Records shown Block Start
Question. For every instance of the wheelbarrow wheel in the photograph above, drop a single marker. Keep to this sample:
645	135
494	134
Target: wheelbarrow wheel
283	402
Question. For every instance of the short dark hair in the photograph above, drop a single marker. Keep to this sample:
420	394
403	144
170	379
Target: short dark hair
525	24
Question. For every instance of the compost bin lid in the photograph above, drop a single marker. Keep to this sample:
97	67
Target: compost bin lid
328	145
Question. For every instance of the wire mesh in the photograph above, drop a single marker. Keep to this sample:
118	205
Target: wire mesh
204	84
Records shown Block End
*Task prompt*
Tally the lines of the listing in which the word "every" occurs, and state the total alone.

*Your solution*
4